Instructions:
a. List every bacterial infection that the passage on antibiotics in food animals names as one humans have fought with antibiotics.
b. Write the next part of the passage on antibiotics in food animals, picking up after its last bullet point.

Passage:
--------------------------------------------------
A new study says the controversial non-therapeutic use of antibiotics in food animals and fish farming is a cause of antibiotic resistance in an animal that can spread to humans causing longer hospital stays and greater risk of death.

Researchers from Tufts University School of Medicine urge that there should be a more strict regulation of the practice to avoid harm to farm animals and people.

"The United States lags behind its European counterparts in establishing a ban on the use of antibiotics for growth promotion. For years it was believed that giving low-dose antibiotics via feed to promote growth in cows, swine, chickens and the use of antibiotics in fish farming had no negative consequences,” said Prof. Stuart Levy, MD who leads the school’s Center for Adaptation Genetics and Drug Resistance.

“Today, there is overwhelming evidence that non-therapeutic use of antibiotics contributes to antibiotic resistance, even if we do not understand all the mechanisms in the genetic transmission chain," he said.

Humans have relied on antibiotics to combat bacterial infections such as streptococcus, meningitis, tuberculosis and urinary tract infections for the past 70 years. However the misuse and overuse of antibiotics contributes to antibiotic resistance which makes antibiotics less effective in saving lives.

Levy and study co-author Bonnie Marshall highlighted the key findings of a large number of studies linking antibiotic resistance and the use of non-therapeutic antibiotics in livestock and fish farming. Highlights can be found below.

The use of non-therapeutic antibiotics is widespread

  • According to estimates, antibiotics are eight times more likely to be used for non-therapeutic purposes than for treating a sick animal.

Current practices set the stage for the rapid spread of antibiotic-resistant bacteria

  • The long-term administration of antibiotics in animal feed creates an optimal environment for antibiotic resistance genes to multiply. Essentially, treated animals become "factories" for the production and distribution of antibiotic-resistant bacteria such as Salmonella and Methicillin-resistant Staphylococcus aureus (MRSA), a troubling infection that is resistant to common antibiotics.
--------------------------------------------------
Entries supplied:
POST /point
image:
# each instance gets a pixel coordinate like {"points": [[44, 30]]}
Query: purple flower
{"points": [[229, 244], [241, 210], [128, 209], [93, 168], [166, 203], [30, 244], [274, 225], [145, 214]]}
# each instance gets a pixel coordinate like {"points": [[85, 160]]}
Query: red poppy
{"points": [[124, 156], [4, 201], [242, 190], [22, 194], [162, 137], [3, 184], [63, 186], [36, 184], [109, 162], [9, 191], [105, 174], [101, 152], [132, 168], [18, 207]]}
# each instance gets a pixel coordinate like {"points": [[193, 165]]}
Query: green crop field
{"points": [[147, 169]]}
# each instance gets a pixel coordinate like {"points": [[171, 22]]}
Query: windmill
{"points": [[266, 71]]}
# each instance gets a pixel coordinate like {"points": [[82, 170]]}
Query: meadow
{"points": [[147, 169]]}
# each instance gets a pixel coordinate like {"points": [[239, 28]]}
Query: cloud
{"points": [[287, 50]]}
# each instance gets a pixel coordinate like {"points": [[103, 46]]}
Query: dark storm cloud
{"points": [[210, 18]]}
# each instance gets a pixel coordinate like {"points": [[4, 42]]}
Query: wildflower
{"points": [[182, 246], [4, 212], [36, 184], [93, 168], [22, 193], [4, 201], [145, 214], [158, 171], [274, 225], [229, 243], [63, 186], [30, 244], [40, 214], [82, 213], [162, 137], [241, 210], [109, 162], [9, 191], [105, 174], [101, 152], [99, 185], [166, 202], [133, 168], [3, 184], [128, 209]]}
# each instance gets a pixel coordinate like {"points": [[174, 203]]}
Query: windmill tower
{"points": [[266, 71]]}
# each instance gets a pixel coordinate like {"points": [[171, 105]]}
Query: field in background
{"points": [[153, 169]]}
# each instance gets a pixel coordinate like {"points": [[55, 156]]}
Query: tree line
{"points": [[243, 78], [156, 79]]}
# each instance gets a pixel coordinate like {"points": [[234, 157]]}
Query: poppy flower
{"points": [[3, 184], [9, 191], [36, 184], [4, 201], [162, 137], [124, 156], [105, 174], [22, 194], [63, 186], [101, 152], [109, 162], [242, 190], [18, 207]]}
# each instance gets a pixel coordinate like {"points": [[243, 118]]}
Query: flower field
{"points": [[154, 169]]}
--------------------------------------------------
Numbered answers:
a. streptococcus, meningitis, tuberculosis, urinary tract infections

b.
  • Bacteria can transfer antibiotic resistance to other bacteria, and multiple different resistance genes can be linked together in this process. Thus, even if farmers turn to antibiotics that are not commonly used to treat people, these drugs – given over long periods of time – can also promote resistance. Several studies demonstrated that antibiotic-resistant bacteria can easily spread from animals to people in close contact with animals, such as veterinarians, slaughterhouse workers, farmers, and the families of farmers.
  • As much as 90 percent of antibiotics given to livestock are excreted into the environment. Resistance spreads directly by contact and indirectly through the food chain, water, air, and manured and sludge-fertilized soils.
  • The broad use of antibiotics in fish food in farm fishing, particularly overseas, leads to leaching where it can be washed to other sites, exposing wild fish to trace amounts of antibiotics.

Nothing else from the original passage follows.